▶ [WORK ORDER]:
For this exercise, print all of the data exactly as given.

▶ [SUPPLIED RECORDS]:
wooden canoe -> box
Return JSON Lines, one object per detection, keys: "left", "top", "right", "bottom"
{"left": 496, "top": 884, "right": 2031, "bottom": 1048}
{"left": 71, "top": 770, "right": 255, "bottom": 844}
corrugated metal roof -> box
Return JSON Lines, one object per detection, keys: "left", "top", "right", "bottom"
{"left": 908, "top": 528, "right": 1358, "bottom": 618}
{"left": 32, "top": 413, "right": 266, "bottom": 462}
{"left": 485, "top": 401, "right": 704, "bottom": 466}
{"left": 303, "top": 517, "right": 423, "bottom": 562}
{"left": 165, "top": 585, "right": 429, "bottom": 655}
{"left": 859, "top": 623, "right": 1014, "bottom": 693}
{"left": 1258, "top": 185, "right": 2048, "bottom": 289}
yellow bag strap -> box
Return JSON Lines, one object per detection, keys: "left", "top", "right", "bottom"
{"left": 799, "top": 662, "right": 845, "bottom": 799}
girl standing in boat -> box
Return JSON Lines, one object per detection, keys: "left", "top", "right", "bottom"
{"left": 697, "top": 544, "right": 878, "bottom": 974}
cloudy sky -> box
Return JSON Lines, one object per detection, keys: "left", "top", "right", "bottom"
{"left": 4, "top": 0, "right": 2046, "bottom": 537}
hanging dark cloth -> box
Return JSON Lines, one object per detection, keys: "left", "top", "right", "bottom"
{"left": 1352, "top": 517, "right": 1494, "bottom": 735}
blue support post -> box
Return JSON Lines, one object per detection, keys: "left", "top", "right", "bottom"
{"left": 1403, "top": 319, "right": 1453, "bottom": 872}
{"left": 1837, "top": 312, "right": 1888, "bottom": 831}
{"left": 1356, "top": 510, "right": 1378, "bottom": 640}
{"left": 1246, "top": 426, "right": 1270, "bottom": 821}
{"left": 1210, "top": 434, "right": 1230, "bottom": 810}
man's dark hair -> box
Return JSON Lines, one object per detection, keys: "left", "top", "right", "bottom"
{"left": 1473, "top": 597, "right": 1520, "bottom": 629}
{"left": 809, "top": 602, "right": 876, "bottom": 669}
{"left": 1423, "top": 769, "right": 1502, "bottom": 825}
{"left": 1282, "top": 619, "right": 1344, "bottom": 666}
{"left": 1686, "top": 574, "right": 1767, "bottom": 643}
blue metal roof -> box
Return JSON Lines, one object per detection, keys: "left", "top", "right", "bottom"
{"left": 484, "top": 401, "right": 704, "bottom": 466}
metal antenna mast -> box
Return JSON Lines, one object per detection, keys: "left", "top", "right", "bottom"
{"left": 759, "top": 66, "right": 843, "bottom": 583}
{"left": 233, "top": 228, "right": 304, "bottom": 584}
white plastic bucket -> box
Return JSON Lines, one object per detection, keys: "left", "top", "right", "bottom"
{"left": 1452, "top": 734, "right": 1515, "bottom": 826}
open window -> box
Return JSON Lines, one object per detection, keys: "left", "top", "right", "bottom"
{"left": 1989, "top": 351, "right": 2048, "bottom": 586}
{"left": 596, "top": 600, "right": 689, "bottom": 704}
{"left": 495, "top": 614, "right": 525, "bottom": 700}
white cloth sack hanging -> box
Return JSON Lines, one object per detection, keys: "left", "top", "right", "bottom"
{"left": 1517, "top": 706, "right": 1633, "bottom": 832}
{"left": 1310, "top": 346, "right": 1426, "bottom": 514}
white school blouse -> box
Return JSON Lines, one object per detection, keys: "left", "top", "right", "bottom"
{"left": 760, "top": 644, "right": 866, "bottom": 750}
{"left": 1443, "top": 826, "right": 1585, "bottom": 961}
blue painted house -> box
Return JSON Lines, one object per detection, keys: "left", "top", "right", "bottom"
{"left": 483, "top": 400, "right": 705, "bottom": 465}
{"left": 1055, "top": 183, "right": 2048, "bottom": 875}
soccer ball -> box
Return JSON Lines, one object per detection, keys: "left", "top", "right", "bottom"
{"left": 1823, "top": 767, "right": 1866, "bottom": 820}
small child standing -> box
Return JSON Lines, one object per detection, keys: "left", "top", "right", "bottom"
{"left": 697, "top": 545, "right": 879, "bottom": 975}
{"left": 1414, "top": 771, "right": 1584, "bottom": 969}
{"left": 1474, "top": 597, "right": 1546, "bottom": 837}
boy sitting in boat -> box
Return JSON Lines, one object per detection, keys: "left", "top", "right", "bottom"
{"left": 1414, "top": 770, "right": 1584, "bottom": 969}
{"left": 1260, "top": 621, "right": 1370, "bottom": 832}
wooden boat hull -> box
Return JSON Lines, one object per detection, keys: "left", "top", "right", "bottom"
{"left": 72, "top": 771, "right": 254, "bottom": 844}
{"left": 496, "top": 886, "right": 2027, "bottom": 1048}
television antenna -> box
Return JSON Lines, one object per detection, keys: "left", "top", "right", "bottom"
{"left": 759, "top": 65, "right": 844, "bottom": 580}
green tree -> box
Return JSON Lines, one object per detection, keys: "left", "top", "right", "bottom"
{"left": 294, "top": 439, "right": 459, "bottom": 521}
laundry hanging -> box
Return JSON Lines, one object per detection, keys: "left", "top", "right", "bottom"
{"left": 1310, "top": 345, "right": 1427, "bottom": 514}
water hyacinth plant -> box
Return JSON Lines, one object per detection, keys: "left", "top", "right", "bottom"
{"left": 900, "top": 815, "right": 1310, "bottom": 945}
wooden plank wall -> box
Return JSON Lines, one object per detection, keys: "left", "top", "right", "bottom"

▶ [ANSWER SPACE]:
wooden canoe -> box
Return JSON Lines, one object per detection, keys: "left", "top", "right", "bottom"
{"left": 496, "top": 884, "right": 2031, "bottom": 1048}
{"left": 71, "top": 770, "right": 255, "bottom": 844}
corrugated metal roof -> box
Return JSON Lines, one object per detection, keys: "left", "top", "right", "bottom"
{"left": 908, "top": 528, "right": 1358, "bottom": 618}
{"left": 32, "top": 413, "right": 266, "bottom": 462}
{"left": 485, "top": 401, "right": 704, "bottom": 466}
{"left": 303, "top": 517, "right": 423, "bottom": 562}
{"left": 165, "top": 585, "right": 429, "bottom": 655}
{"left": 859, "top": 623, "right": 1014, "bottom": 693}
{"left": 1258, "top": 185, "right": 2048, "bottom": 289}
yellow bag strap -> box
Return JSON Lines, one object per detection, keys: "left", "top", "right", "bottom"
{"left": 799, "top": 662, "right": 845, "bottom": 799}
girl standing in boat -> box
Return JSON Lines, one object per detection, keys: "left", "top", "right", "bottom"
{"left": 697, "top": 544, "right": 878, "bottom": 974}
cloudy sky -> box
Return JSON Lines, one object per detection, keys: "left", "top", "right", "bottom"
{"left": 4, "top": 0, "right": 2046, "bottom": 537}
hanging dark cloth -> box
Return JSON Lines, one object per detection, keys: "left", "top", "right", "bottom"
{"left": 1352, "top": 517, "right": 1494, "bottom": 735}
blue support post -> box
Return JSON Lines, one object per detection, keys: "left", "top", "right", "bottom"
{"left": 1403, "top": 319, "right": 1453, "bottom": 872}
{"left": 1837, "top": 312, "right": 1888, "bottom": 831}
{"left": 1356, "top": 510, "right": 1378, "bottom": 640}
{"left": 1246, "top": 426, "right": 1270, "bottom": 821}
{"left": 1210, "top": 434, "right": 1230, "bottom": 810}
man's dark hair -> box
Return JSON Lines, one object per detection, keys: "left", "top", "right", "bottom"
{"left": 1473, "top": 597, "right": 1520, "bottom": 629}
{"left": 809, "top": 602, "right": 876, "bottom": 669}
{"left": 1423, "top": 769, "right": 1502, "bottom": 825}
{"left": 1282, "top": 619, "right": 1344, "bottom": 666}
{"left": 1686, "top": 574, "right": 1767, "bottom": 643}
blue metal roof -> box
Return JSON Lines, one object per detection, keys: "left", "top", "right", "bottom"
{"left": 484, "top": 401, "right": 704, "bottom": 466}
metal antenna mast -> box
Return JSON Lines, one object per detection, keys: "left", "top", "right", "bottom"
{"left": 759, "top": 66, "right": 843, "bottom": 583}
{"left": 233, "top": 228, "right": 304, "bottom": 584}
white plastic bucket -> box
Return JSON Lines, one object per detection, keys: "left", "top", "right", "bottom"
{"left": 1452, "top": 734, "right": 1515, "bottom": 826}
open window -> box
Return JSON Lines, one object per detection, keys: "left", "top", "right", "bottom"
{"left": 1989, "top": 351, "right": 2048, "bottom": 586}
{"left": 596, "top": 600, "right": 689, "bottom": 704}
{"left": 495, "top": 614, "right": 525, "bottom": 700}
white cloth sack hanging -> box
Return JSON Lines, one object per detection, keys: "left", "top", "right", "bottom"
{"left": 1517, "top": 706, "right": 1633, "bottom": 832}
{"left": 1310, "top": 346, "right": 1426, "bottom": 514}
white school blouse -> box
Return JSON Lines, one object per detection, keys: "left", "top", "right", "bottom"
{"left": 760, "top": 644, "right": 866, "bottom": 750}
{"left": 1443, "top": 826, "right": 1585, "bottom": 961}
blue painted house -> box
Return JSON Lines, one object per detection, keys: "left", "top", "right", "bottom"
{"left": 483, "top": 400, "right": 705, "bottom": 465}
{"left": 1055, "top": 183, "right": 2048, "bottom": 875}
soccer ball -> box
Return JSON Lines, one object per detection, keys: "left", "top", "right", "bottom"
{"left": 1823, "top": 767, "right": 1866, "bottom": 820}
small child standing -> box
Return JSON Lines, one object per detection, keys: "left", "top", "right", "bottom"
{"left": 697, "top": 545, "right": 879, "bottom": 975}
{"left": 1414, "top": 771, "right": 1584, "bottom": 969}
{"left": 1474, "top": 597, "right": 1546, "bottom": 837}
boy sitting in boat -> box
Return JSON Lines, one object per detection, keys: "left", "top", "right", "bottom"
{"left": 1414, "top": 770, "right": 1584, "bottom": 969}
{"left": 1260, "top": 621, "right": 1370, "bottom": 832}
wooden boat hull -> box
Return JSON Lines, one object per detection, keys: "left", "top", "right", "bottom"
{"left": 72, "top": 771, "right": 254, "bottom": 844}
{"left": 496, "top": 886, "right": 2027, "bottom": 1048}
television antenna -> box
Return JSON Lines, one object per detection, keys: "left", "top", "right", "bottom"
{"left": 759, "top": 65, "right": 844, "bottom": 580}
green tree -> box
Return JSON Lines, one object per detection, keys: "left", "top", "right", "bottom"
{"left": 294, "top": 439, "right": 459, "bottom": 521}
laundry hanging -> box
Return JSON Lines, one object per detection, keys: "left", "top", "right", "bottom"
{"left": 1310, "top": 345, "right": 1427, "bottom": 514}
water hyacinth plant -> box
Return JSON Lines, one object per detection, keys: "left", "top", "right", "bottom"
{"left": 900, "top": 815, "right": 1310, "bottom": 945}
wooden plank wall -> box
Return JSON Lines, one object per detection, keys: "left", "top", "right", "bottom"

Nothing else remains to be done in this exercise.